### Exercise description
Please rewrite every line of the records below as a JSON list of strings, one string per line, leaving out blank lines.

### Listed entries
Segment Open
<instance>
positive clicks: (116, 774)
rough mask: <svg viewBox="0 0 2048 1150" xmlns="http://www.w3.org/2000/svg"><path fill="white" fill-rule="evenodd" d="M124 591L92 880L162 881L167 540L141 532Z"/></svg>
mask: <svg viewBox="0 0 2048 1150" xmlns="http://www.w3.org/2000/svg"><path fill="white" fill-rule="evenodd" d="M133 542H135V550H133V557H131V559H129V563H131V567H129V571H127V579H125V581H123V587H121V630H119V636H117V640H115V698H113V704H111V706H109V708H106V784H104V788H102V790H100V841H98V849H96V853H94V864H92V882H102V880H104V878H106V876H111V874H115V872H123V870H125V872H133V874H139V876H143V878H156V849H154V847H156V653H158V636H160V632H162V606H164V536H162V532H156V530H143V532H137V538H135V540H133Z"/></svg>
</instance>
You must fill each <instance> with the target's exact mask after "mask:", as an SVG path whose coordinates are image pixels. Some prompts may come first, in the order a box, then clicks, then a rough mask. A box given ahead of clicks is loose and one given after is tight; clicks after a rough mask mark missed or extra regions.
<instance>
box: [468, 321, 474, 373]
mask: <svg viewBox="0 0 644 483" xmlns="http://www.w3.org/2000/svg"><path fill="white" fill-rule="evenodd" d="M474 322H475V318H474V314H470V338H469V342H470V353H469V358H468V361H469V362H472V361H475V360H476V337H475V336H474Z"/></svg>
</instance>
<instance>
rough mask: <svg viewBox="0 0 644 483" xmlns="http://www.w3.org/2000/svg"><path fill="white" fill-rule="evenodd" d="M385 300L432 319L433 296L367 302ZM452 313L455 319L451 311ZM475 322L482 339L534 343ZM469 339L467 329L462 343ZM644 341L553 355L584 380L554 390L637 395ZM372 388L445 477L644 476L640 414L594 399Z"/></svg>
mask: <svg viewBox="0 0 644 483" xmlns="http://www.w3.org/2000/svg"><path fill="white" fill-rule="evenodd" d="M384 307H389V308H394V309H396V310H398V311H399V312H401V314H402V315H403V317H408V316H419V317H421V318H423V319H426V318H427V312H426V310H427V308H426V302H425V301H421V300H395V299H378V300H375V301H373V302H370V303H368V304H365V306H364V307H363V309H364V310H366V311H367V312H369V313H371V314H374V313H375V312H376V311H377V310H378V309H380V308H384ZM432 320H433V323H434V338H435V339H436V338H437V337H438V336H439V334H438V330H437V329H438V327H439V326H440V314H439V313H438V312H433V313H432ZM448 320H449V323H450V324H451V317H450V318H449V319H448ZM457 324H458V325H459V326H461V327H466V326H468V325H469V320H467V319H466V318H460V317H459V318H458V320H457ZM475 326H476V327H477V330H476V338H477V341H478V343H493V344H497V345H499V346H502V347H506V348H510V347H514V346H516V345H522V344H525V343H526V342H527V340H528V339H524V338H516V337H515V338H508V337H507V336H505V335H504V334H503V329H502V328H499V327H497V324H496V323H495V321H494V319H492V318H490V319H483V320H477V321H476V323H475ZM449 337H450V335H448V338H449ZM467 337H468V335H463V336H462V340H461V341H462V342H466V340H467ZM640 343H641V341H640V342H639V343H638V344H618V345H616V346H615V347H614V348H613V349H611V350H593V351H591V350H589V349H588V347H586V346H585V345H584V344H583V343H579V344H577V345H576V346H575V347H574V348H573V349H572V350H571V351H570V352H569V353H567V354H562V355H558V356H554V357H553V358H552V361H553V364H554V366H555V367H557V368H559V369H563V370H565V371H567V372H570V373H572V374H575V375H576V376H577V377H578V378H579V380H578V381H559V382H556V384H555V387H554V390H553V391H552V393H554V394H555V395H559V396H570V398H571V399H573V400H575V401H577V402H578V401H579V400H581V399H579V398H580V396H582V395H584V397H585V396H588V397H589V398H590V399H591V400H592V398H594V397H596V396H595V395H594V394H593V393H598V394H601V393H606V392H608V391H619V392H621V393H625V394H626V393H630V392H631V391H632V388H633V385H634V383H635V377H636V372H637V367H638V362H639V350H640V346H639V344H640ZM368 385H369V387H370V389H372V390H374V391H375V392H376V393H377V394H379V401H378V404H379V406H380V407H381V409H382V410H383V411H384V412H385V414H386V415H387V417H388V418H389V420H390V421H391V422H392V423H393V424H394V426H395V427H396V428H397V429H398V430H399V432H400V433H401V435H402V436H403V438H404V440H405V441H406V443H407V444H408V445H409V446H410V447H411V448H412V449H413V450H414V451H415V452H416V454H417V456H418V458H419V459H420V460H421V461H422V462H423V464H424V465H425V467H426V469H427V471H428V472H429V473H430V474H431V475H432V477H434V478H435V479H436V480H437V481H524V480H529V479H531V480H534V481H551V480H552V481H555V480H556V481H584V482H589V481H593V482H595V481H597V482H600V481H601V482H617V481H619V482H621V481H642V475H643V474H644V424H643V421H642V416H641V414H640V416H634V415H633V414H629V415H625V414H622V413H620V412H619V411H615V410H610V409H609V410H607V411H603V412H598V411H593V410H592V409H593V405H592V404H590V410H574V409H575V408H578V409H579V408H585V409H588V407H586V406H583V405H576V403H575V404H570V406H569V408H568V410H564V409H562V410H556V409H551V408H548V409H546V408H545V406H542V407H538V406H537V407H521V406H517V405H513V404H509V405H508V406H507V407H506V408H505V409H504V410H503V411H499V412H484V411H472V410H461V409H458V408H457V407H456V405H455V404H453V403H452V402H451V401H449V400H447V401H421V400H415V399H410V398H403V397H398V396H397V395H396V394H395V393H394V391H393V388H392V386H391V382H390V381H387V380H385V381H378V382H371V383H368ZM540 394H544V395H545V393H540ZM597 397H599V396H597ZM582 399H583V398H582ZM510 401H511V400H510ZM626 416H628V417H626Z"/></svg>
Segment Closed
### Final answer
[
  "<instance>",
  "positive clicks: (116, 774)",
  "rough mask: <svg viewBox=\"0 0 2048 1150\" xmlns=\"http://www.w3.org/2000/svg\"><path fill=\"white\" fill-rule=\"evenodd\" d=\"M124 591L92 880L162 881L167 540L141 532Z\"/></svg>",
  "mask: <svg viewBox=\"0 0 2048 1150\" xmlns=\"http://www.w3.org/2000/svg\"><path fill=\"white\" fill-rule=\"evenodd\" d=\"M133 542H135V550H133V557H131V559H129V563H131V567H129V571H127V579H125V581H123V587H121V630H119V636H117V640H115V698H113V704H111V706H109V708H106V784H104V788H102V790H100V841H98V849H96V853H94V864H92V882H102V880H104V878H106V876H111V874H115V872H123V870H125V872H133V874H139V876H143V878H156V849H154V847H156V653H158V636H160V632H162V606H164V536H162V532H156V530H143V532H137V538H135V540H133Z\"/></svg>",
  "</instance>",
  "You must fill each <instance> with the target's exact mask after \"mask:\", as an SVG path whose coordinates are image pixels. Some prompts may come first, in the order a box, then clicks, then a rough mask. A box given ahead of clicks is loose and one given after is tight; clicks after a rough mask mark missed or extra regions.",
  "<instance>",
  "box: [468, 321, 474, 373]",
  "mask: <svg viewBox=\"0 0 644 483\" xmlns=\"http://www.w3.org/2000/svg\"><path fill=\"white\" fill-rule=\"evenodd\" d=\"M474 322H475V318H474V314H470V338H469V342H470V353H469V358H468V361H469V362H472V361H475V360H476V337H475V336H474Z\"/></svg>",
  "</instance>",
  "<instance>",
  "rough mask: <svg viewBox=\"0 0 644 483\" xmlns=\"http://www.w3.org/2000/svg\"><path fill=\"white\" fill-rule=\"evenodd\" d=\"M385 300L432 319L433 296L367 302ZM452 313L455 319L451 311ZM475 322L482 339L534 343ZM469 339L467 329L462 343ZM644 341L553 355L584 380L554 390L637 395ZM372 388L445 477L644 476L640 414L594 399Z\"/></svg>",
  "mask: <svg viewBox=\"0 0 644 483\" xmlns=\"http://www.w3.org/2000/svg\"><path fill=\"white\" fill-rule=\"evenodd\" d=\"M384 307H389V308H394V309H396V310H398V311H399V312H401V314H402V315H403V317H408V316H419V317H421V318H423V319H426V318H427V312H426V310H427V308H426V302H425V301H421V300H395V299H378V300H375V301H373V302H370V303H368V304H365V306H364V307H363V309H364V310H366V311H367V312H369V313H371V314H374V313H375V312H376V311H377V310H378V309H380V308H384ZM432 320H433V323H434V338H435V339H436V338H437V337H438V336H439V334H438V330H437V329H438V327H439V326H440V314H439V313H438V312H433V313H432ZM448 320H449V323H450V324H451V317H450V318H449V319H448ZM457 324H458V325H459V326H461V327H466V326H468V325H469V320H467V319H466V318H460V317H459V318H458V320H457ZM475 326H476V327H477V330H476V338H477V341H478V343H493V344H497V345H499V346H502V347H506V348H510V347H514V346H516V345H522V344H525V343H526V342H527V340H528V339H524V338H516V337H515V338H508V337H507V336H505V335H504V334H503V329H502V328H499V327H497V324H496V323H495V321H494V319H492V318H490V319H483V320H477V321H476V323H475ZM449 337H450V335H448V338H449ZM467 337H468V335H463V336H462V340H461V341H462V342H466V340H467ZM640 343H641V341H640V342H639V343H638V344H618V345H616V346H615V347H614V348H613V349H611V350H593V351H591V350H589V349H588V347H586V346H585V345H584V344H583V343H579V344H577V345H576V346H575V347H574V348H573V349H572V350H571V351H570V352H569V353H567V354H562V355H558V356H554V357H553V358H552V361H553V364H554V366H555V367H557V368H559V369H563V370H565V371H567V372H570V373H572V374H575V375H576V376H577V377H578V378H579V380H578V381H559V382H556V384H555V387H554V390H553V391H552V393H554V394H555V395H559V396H570V398H571V399H573V400H575V401H577V402H578V401H579V400H581V399H579V398H580V396H582V395H584V397H585V396H588V397H589V398H590V399H591V400H592V398H594V397H596V396H595V395H594V394H593V393H598V394H601V393H606V392H608V391H619V392H621V393H625V394H626V393H630V392H631V391H632V388H633V385H634V383H635V377H636V372H637V367H638V362H639V350H640V346H639V344H640ZM368 385H369V387H370V389H372V390H374V391H375V392H376V393H377V394H379V401H378V404H379V406H380V407H381V409H382V410H383V411H384V412H385V414H386V415H387V417H388V418H389V420H390V421H391V422H392V423H393V424H394V426H395V427H396V428H397V429H398V430H399V432H400V433H401V435H402V436H403V438H404V440H405V441H406V443H407V444H408V445H409V446H410V447H411V448H412V449H413V450H414V451H415V452H416V454H417V456H418V458H419V459H420V460H421V461H422V462H423V464H424V465H425V467H426V469H427V471H428V472H429V473H430V474H431V475H432V477H434V478H435V479H436V480H437V481H524V480H529V479H531V480H534V481H551V480H552V481H555V480H556V481H584V482H589V481H593V482H595V481H597V482H600V481H601V482H617V481H619V482H621V481H642V475H643V474H644V424H643V421H642V416H641V414H640V416H634V415H633V414H629V415H625V414H622V413H620V412H619V411H615V410H610V409H609V410H607V411H603V412H598V411H593V410H592V409H593V405H592V404H590V410H574V409H575V408H578V409H579V408H585V409H588V407H586V406H583V405H576V403H575V404H570V406H569V408H568V410H564V409H562V410H556V409H551V408H548V409H546V408H545V406H542V407H538V406H537V407H521V406H517V405H513V404H509V405H508V406H507V407H506V408H505V409H504V410H503V411H499V412H484V411H472V410H461V409H458V408H457V407H456V405H455V404H453V403H452V402H451V401H449V400H447V401H421V400H415V399H410V398H403V397H398V396H397V395H396V394H395V393H394V391H393V388H392V386H391V382H390V381H387V380H385V381H378V382H371V383H368ZM540 394H544V395H545V393H540ZM597 397H599V396H597ZM582 399H583V398H582ZM510 401H511V400H510ZM626 416H628V417H626Z\"/></svg>"
]